## Parts of the exercise
1. List every cited work (authors and year) that appears in the study methods text on gamified EFL tools.
2. Please carry the study methods text on gamified EFL tools forward from its final sentence, writing the next part of the section on participants, data collection, and ethics.

## Quoted text

━━━

Phase 1-a: framework establishment

Phase 1-a aimed to synthesize a theoretical framework that could be applied to the current research context (the use of gamified EFL tools in secondary schools in China). We used grounded theory techniques to group the TAM-expanding factors into constructs and sub-constructs, with each factor considered as a code (as shown in Table 2). The results of this process are presented in Table 3, and the detailed process is explained in the previous section.

Phase 1-b: framework confirmation

Phase 1-b involved an expert interview with two experts who were chosen based on their publications in the gamification area. The two experts were provided with a briefing on the definition of related terms, the current research context, the research scope, the proposed theoretical framework, and the explanation of each construct in the framework. The two experts were expected to comment on the framework structure, as well as the drafted survey items.

Phase 2-a: survey development-item generation

Item generation of the current study was mainly based on interview responses of the secondary-school teachers in China. We conducted a large-scale email interview that involved 347 participants, followed by 14 face-to-face semi-structured interviews. The same with a previous study by Luo et al. (2021), the email interview responses help “gather a large amount of key concepts”, and the face-to-face interviews help “reveal in-depth opinions and comments” (p. 6344). Participants of the two rounds of interview were asked the same questions regarding their experience, perceived benefits, perceived disadvantages, and their general comments towards the use of gamified learning tools in secondary schools. We then paraphrased the interview responses to elaborate the framework. For instance, the framework’s factor “relatedness” was expanded to full sentences like “the content provided by the gamified tool is relevant in my EFL teaching” and “the gamified tool would fit the current EFL curriculum”.

Phase 2-b: survey development-item modification and confirmation

After drafted the survey based on the framework and the collected interview responses, we modified the survey items by customizing them into the current research context (gamified EFL learning in secondary schools). The revised survey items were confirmed with the two experts in Phase 1-b. The two experts checked the items including whether the items are vague, whether the wording is adequate, whether the items pose two questions at the same time, whether the items use adverbs excessively, whether the items are easy to read for the audience, and whether the items are conceptual relevant in terms of gamified learning (da Silva Brito et al., 2018; Jackson & Marsh, 1996; Younas & Porr, 2018).

Phase 3: scale evaluation

Phase 3 was a large-scale survey study, which involved 512 secondary school teachers in China. The sample size was determined following the suggestion of Comrey (1973) (a sample size of 100 is poor, 200 fair, 300 good, and 500 very good). We followed the scale validation process proposed by DeVellis (2003), as detailed in the section of Findings.

Participants, data collection, and ethics considerations

During the framework establishment (Phrase 1), the participants were two experts in the field, who were expected to provide professional comments on the framework.

To generate survey items (Phase 2-a), 347 secondary-school teachers were interviewed via emails and 14 were interviewed via face-to-face meetings. Two experts were invited to comment on the survey items (Phase 2-b). After that, an anonymous survey study was conducted, which involved 512 secondary-school teachers in China. All the teacher-related data were collected by using the convenience sampling method (Table 4).

━━━

## Extracted records
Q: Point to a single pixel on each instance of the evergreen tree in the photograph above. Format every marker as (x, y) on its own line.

━━━

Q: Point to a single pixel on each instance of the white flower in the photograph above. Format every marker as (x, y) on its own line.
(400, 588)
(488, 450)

━━━

## Solved problems
1.
Luo et al. (2021)
da Silva Brito et al. (2018)
Jackson & Marsh (1996)
Younas & Porr (2018)
Comrey (1973)
DeVellis (2003)

2.
Table 4 Research design and participants

Data collection and data analysis

Participants for the interview and the survey were recruited with the convenience sampling method. The interview responses were coded and analysed following the six-phase thematic analysis procedure proposed by Braun and Clarke (2006), which includes getting familiar with the data, generating the initial codes, searching for themes, reviewing themes, defining and naming themes, and producing the report.

The survey responses were also collected with the use of convenience sampling method. The survey responses were analysed with the Exploratory Factor Analysis (EFA) with the use of the IBM SPSS software, following the typical scale validation process proposed by DeVellis (2003).

When reporting the qualitative data, “Expert 1” and “Expert 2” were used to refer to the two experts in the expert interview; “P” was used to refer to “participant”, and Arabic numbers were used to refer to the number of the participant in the face-to-face interview (e.g., P4 refers to the fourth participant); since the email interview involved a large number of participants (n = 347), this study did not report the specific contributor of the email interview responses.

Reliability and validity

This study places a strong emphasis on reliability and validity, which involved varied validation techniques, such as triangulation, expert checking, and negative-case analysis.

One highlight of the current study is the employment of triangulation, namely the use of multiple sources of data and multiple evaluations for analysis (Salkind, 2010; Whittemore et al., 2001). To be specific, in scale item construction, we reviewed previous literature, interviewed the participants, and have the results checked with experts; in scale evaluation, we consulted experts for logical and wording issues, as well as using statistical analysis techniques to evaluation the scale. The results of each stage can challenge or explain the results of other stages, which enhances the overall research reliability.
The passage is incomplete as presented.